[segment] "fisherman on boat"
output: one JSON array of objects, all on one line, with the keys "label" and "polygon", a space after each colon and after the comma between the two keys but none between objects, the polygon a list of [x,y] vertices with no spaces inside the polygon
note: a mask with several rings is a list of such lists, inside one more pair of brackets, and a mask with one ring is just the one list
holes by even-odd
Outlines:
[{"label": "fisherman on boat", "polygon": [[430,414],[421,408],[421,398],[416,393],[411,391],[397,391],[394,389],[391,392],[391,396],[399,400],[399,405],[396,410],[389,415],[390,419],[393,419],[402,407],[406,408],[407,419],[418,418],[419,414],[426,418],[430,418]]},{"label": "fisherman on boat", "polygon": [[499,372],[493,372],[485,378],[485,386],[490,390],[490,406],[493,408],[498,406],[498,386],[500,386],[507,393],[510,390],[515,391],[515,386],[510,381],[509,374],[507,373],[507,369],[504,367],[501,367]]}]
* * *
[WORK INSTRUCTIONS]
Please format every line of the records above as a numbered list, leaving out any blank lines.

[SOLUTION BELOW]
1. [segment] "fisherman on boat"
2. output: one JSON array of objects, all on one line, with the keys "label" and "polygon", a space after each colon and after the comma between the two keys but none between objects, the polygon a list of [x,y] vertices with no spaces inside the polygon
3. note: a mask with several rings is a list of such lists, inside one more pair of brackets, and a mask with one ring is just the one list
4. holes by even-odd
5. Outlines:
6. [{"label": "fisherman on boat", "polygon": [[430,414],[421,408],[421,398],[416,393],[411,391],[397,391],[394,389],[391,392],[391,396],[399,400],[399,405],[396,410],[389,415],[390,419],[393,419],[402,407],[406,408],[407,419],[418,418],[419,414],[426,418],[430,418]]},{"label": "fisherman on boat", "polygon": [[499,372],[493,372],[485,378],[485,386],[490,390],[490,406],[493,408],[498,406],[498,386],[500,386],[507,393],[510,390],[515,391],[515,386],[510,381],[509,374],[507,373],[507,369],[504,367],[501,367]]}]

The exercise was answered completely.